◆ **Extract to read**
# Looking to upgrade - need some convincing



## Kableguy (Apr 23, 2009)

So, it looks like this spring I'll be upgrading for next fall. I have both a compound and a crossbow now, but both are pretty old (20 plus years). An old ProLine compound and a Horton Hunter Supreme crossbow. Both work, but looking for something a little better, a little faster, quieter, etc...

I am torn. Compound or crossbow? Looking for a convincing argument either way...


----------



## FISHAHOLIC85 (Apr 22, 2011)

◆ **Supplied information**
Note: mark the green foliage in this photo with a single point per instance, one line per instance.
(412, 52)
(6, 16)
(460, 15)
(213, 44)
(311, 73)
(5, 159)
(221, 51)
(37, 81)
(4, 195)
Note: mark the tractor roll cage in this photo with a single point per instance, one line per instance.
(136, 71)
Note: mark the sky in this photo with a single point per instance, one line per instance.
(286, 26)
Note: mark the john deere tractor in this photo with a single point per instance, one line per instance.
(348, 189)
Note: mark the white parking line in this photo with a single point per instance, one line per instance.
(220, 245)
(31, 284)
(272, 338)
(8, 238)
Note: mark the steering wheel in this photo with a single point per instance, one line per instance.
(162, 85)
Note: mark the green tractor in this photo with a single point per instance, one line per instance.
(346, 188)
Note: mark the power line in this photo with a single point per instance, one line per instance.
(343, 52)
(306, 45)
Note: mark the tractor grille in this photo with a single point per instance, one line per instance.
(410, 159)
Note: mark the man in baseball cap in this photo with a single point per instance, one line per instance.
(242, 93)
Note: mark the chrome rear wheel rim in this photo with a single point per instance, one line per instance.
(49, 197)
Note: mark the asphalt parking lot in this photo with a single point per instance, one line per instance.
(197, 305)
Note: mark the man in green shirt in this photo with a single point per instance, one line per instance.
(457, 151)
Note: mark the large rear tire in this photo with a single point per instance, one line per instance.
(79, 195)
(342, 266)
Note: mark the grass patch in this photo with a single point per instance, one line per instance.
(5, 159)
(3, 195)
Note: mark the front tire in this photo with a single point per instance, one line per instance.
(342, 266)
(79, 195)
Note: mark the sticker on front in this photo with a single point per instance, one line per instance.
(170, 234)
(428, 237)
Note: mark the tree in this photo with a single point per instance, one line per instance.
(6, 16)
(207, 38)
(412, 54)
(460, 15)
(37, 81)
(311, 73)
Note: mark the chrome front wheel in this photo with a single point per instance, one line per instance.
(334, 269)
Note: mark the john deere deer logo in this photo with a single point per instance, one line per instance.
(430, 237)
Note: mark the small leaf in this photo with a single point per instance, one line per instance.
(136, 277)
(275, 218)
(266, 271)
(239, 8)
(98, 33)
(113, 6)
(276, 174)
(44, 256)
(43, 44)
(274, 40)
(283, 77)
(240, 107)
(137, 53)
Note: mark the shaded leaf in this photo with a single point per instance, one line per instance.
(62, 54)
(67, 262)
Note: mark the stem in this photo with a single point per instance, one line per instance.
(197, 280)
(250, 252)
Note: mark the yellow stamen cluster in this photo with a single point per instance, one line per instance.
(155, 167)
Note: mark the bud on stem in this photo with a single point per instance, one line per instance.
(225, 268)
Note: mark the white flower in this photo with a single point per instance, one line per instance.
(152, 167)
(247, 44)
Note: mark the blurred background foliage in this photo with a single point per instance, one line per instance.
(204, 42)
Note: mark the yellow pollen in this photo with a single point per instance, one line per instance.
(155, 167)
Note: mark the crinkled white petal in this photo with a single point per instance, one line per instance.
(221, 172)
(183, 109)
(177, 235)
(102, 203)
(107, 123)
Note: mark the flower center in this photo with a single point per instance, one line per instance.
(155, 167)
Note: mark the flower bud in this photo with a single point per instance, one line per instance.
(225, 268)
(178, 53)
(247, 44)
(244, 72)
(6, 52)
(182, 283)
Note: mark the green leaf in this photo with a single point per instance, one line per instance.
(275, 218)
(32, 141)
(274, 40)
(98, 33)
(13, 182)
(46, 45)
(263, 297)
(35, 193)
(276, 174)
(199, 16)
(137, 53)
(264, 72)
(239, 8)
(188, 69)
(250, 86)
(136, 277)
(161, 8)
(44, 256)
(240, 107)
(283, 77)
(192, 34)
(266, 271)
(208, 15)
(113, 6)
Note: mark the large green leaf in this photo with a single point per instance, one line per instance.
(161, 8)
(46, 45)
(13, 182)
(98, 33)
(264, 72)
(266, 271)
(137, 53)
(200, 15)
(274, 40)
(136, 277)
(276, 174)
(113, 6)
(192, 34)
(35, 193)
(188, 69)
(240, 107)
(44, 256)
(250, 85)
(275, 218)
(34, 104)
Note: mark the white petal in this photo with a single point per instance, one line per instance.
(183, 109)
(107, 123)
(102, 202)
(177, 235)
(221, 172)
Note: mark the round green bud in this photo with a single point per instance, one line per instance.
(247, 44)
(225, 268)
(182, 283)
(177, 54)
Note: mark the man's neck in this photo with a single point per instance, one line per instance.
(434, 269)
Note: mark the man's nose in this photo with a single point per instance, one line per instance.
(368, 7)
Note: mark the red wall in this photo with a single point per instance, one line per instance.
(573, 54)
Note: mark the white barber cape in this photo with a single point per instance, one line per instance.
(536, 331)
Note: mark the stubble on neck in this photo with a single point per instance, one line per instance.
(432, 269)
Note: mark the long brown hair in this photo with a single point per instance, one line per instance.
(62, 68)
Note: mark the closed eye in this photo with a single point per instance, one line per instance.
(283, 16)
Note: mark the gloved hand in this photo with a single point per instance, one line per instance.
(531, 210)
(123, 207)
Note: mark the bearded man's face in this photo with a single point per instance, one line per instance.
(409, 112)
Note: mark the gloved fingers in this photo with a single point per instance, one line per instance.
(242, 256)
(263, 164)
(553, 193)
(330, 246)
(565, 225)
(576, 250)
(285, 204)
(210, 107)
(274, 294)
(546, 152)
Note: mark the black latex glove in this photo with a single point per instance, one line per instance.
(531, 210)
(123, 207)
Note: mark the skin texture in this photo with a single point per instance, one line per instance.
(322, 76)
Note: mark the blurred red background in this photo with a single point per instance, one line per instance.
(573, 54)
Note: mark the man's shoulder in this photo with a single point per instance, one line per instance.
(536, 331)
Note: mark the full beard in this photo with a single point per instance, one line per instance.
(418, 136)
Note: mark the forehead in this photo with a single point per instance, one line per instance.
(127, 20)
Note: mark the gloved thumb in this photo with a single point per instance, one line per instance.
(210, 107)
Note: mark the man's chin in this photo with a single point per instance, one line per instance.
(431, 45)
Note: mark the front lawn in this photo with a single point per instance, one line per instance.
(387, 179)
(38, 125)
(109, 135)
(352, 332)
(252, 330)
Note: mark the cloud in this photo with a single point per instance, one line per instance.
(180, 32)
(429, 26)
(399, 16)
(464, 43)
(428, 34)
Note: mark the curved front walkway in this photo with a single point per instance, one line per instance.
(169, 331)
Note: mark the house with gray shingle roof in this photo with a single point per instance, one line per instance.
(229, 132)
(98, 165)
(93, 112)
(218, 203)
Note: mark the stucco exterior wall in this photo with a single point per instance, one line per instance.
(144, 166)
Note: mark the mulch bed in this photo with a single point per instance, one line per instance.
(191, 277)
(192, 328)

◆ **Task directions**
Reproduce word for word the part of the bow-upgrade thread that begins at the words "So, it looks" and ends after the words "argument either way...".

◆ **Result of this exercise**
So, it looks like this spring I'll be upgrading for next fall. I have both a compound and a crossbow now, but both are pretty old (20 plus years). An old ProLine compound and a Horton Hunter Supreme crossbow. Both work, but looking for something a little better, a little faster, quieter, etc...

I am torn. Compound or crossbow? Looking for a convincing argument either way...